DIRECTIONS: Please rewrite the listing starting at the line with "Can you see the clear" and ending at the line with "column 255, row 188", swapping "stone archway" for "stone gateway" and leaving everything else unchanged.

>> Begin PROVIDED RECORDS

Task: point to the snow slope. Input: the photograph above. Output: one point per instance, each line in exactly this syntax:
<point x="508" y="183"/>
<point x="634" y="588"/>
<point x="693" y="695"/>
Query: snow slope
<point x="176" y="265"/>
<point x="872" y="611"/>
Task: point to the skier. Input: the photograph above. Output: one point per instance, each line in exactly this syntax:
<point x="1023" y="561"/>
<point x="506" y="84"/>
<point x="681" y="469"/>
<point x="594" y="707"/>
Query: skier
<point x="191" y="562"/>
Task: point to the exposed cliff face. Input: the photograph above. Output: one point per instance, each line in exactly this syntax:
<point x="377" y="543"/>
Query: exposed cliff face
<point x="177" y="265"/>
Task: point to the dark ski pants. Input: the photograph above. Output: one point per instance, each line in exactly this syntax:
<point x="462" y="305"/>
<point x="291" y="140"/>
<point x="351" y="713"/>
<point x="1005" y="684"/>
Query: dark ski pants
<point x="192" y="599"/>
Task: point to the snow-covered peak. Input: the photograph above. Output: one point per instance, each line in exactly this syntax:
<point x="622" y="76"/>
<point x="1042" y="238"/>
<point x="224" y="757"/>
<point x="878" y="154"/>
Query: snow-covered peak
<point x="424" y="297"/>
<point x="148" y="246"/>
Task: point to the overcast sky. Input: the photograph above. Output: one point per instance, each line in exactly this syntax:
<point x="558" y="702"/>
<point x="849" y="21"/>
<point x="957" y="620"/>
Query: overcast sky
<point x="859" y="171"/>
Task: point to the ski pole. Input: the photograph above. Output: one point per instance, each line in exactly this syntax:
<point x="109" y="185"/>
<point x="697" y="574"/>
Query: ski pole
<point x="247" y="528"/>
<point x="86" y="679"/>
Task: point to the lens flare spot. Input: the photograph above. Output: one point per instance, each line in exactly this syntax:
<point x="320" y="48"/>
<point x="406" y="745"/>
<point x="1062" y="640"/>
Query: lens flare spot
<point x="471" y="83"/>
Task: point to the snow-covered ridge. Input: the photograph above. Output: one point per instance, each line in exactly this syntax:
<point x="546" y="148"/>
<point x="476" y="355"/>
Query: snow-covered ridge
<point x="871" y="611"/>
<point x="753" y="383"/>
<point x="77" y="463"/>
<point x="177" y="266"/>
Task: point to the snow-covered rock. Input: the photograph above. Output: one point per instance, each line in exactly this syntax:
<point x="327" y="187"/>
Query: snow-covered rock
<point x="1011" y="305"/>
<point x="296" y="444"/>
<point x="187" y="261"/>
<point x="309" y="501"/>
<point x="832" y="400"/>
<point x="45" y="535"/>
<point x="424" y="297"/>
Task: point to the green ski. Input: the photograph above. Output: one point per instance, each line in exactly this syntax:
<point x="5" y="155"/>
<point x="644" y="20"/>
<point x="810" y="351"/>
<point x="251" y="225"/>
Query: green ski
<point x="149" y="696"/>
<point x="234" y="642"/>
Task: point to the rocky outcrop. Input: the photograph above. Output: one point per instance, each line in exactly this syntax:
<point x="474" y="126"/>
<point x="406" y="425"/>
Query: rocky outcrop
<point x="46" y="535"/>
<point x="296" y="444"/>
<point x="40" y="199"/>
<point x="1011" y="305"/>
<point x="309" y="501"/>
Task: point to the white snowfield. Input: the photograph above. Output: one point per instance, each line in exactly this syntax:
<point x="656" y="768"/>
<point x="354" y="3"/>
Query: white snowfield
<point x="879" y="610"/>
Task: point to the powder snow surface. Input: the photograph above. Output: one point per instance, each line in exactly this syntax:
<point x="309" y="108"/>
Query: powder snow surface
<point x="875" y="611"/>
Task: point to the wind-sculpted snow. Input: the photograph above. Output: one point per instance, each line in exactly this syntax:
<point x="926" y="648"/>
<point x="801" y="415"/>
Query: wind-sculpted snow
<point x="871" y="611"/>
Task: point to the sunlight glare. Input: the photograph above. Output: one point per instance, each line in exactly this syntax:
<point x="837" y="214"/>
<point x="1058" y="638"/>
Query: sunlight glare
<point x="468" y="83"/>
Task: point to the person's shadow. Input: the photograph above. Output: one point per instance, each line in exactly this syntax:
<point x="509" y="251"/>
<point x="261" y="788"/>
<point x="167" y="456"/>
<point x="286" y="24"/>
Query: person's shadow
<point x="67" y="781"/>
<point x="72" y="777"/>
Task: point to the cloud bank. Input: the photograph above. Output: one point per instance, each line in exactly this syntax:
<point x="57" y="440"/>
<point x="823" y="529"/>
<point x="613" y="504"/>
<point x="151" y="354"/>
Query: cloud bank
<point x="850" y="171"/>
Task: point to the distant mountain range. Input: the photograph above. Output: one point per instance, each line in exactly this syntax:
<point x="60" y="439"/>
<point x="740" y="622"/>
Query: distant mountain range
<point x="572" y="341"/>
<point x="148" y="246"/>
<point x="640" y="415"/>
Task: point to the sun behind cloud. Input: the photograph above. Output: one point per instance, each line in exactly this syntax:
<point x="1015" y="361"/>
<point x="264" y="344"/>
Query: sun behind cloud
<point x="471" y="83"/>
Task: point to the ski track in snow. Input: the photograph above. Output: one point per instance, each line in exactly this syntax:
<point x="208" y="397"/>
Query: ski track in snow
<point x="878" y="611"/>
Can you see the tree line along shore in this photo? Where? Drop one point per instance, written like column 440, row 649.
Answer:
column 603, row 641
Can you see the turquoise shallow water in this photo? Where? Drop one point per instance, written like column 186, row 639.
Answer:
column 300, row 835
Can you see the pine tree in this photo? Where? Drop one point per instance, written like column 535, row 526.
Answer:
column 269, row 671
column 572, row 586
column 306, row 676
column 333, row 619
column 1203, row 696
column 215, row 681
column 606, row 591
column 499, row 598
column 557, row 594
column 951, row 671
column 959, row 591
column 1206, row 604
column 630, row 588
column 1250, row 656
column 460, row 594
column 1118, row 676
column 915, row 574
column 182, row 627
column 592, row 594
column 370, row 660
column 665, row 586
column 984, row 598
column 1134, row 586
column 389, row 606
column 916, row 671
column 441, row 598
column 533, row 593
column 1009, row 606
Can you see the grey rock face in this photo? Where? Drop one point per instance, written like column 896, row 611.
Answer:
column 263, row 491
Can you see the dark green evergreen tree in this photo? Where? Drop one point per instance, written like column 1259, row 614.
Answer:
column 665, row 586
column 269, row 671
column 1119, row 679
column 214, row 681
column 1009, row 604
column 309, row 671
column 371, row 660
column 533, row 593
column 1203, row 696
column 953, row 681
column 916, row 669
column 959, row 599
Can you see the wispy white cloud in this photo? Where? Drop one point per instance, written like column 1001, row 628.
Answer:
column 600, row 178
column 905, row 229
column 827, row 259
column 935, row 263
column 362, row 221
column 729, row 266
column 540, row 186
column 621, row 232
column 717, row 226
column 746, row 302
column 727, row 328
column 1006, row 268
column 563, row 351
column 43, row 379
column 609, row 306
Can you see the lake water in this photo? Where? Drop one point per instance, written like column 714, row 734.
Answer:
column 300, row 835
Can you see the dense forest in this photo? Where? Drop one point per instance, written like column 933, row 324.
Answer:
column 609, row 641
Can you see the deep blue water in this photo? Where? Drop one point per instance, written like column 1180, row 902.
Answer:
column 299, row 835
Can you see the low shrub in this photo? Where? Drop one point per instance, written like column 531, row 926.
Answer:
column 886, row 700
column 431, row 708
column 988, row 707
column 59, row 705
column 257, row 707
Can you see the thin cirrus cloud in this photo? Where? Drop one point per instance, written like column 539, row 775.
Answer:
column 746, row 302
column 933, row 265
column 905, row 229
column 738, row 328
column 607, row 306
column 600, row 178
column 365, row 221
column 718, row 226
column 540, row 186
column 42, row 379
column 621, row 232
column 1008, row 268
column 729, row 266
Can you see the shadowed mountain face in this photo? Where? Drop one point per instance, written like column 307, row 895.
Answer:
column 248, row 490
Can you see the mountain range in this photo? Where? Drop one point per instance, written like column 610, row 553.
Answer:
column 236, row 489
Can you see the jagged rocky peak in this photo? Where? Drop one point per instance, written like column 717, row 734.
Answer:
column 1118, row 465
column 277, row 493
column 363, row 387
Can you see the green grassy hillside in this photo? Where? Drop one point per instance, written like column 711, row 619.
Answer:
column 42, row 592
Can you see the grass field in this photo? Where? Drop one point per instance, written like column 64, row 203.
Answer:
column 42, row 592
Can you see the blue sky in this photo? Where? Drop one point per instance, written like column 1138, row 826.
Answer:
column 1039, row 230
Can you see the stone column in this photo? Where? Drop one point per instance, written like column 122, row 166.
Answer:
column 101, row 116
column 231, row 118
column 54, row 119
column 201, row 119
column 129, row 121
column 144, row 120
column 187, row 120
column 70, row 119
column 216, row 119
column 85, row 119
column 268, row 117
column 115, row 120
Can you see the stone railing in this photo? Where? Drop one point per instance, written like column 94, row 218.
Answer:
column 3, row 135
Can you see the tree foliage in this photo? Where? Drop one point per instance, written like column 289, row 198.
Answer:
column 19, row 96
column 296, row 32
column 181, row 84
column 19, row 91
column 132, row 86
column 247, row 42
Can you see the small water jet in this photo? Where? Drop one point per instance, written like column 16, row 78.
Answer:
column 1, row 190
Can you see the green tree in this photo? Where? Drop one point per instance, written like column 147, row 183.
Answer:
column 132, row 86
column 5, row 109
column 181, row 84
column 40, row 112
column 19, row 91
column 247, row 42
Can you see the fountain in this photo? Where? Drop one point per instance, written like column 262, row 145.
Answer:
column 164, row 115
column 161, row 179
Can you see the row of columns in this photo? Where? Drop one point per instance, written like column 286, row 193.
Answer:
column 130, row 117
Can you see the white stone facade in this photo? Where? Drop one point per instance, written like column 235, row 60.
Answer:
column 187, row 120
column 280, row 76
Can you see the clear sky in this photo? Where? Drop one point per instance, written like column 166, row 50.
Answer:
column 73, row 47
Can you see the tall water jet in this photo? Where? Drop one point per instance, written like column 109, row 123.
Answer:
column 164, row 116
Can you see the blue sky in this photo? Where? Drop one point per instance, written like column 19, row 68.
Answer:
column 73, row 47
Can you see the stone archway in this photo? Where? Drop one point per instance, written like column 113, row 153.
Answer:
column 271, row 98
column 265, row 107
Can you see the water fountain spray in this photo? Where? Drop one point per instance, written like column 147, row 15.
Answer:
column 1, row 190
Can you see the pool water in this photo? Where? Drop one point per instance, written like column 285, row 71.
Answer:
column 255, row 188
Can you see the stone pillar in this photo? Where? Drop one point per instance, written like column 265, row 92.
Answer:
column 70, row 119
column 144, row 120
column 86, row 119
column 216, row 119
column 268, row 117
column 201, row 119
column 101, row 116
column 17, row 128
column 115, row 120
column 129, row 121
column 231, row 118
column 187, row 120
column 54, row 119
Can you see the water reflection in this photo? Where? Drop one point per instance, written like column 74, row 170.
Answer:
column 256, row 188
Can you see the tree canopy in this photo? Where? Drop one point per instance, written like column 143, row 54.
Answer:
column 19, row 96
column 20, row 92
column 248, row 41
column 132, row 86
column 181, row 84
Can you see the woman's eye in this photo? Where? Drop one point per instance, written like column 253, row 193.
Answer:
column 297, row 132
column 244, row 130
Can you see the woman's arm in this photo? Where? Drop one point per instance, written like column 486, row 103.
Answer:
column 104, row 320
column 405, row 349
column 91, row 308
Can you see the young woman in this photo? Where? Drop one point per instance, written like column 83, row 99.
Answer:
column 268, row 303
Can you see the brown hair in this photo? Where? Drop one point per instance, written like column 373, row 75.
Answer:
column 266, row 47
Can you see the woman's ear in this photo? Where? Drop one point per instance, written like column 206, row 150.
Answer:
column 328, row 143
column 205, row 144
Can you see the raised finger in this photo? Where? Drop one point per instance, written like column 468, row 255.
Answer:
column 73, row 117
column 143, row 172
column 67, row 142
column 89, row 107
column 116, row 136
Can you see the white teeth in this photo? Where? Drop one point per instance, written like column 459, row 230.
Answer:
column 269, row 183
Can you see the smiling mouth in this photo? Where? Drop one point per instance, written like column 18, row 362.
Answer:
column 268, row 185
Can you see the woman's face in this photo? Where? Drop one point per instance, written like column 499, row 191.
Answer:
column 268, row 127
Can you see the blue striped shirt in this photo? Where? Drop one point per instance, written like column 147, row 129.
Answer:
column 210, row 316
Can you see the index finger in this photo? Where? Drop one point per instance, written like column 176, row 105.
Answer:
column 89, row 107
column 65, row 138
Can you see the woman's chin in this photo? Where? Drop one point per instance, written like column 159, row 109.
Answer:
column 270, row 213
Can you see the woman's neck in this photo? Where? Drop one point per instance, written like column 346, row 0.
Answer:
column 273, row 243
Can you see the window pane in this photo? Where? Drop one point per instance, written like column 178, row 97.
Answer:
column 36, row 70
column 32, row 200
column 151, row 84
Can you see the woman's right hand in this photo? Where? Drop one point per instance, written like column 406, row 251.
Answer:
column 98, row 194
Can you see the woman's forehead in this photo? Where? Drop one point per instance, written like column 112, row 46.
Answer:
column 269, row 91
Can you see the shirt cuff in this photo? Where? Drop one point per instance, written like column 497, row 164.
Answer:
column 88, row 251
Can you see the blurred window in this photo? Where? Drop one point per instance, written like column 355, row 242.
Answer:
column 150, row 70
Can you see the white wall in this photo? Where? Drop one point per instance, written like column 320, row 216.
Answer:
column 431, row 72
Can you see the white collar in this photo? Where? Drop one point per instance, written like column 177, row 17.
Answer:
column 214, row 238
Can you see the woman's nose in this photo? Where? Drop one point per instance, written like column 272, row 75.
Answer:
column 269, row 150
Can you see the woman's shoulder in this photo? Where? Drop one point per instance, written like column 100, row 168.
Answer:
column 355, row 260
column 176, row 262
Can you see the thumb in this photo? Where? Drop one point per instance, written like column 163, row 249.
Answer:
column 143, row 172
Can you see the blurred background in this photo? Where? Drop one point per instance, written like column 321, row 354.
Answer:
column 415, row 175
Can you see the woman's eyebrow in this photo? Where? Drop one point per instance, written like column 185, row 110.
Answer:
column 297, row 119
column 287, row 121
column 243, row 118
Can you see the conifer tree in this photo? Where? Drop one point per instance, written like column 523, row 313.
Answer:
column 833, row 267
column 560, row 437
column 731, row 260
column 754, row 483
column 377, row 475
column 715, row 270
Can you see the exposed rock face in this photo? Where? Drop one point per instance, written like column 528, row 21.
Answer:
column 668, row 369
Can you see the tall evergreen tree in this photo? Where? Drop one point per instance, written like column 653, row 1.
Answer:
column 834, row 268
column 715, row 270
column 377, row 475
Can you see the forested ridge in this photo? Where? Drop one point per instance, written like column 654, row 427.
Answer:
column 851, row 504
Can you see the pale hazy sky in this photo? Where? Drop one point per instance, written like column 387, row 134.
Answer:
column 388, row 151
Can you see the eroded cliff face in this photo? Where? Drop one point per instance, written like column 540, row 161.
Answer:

>> End PROVIDED RECORDS

RESULT:
Can you see the clear sky in this photo? Where? Drop one point per instance, written like column 166, row 50.
Answer:
column 73, row 47
Can you see the tall water jet in this photo? Where? Drop one point per instance, written like column 109, row 123.
Answer:
column 164, row 116
Can you see the blue sky in this photo? Where? Drop one point per instance, written like column 19, row 68.
Answer:
column 73, row 47
Can you see the stone gateway in this photo? Where? Drop one point per instance, written like column 113, row 153.
Answer:
column 271, row 98
column 265, row 107
Can you see the water fountain spray in this photo? Where? Drop one point per instance, written like column 147, row 15.
Answer:
column 1, row 190
Can you see the pool water in this photo? Where? Drop one point per instance, written like column 285, row 71.
Answer:
column 255, row 188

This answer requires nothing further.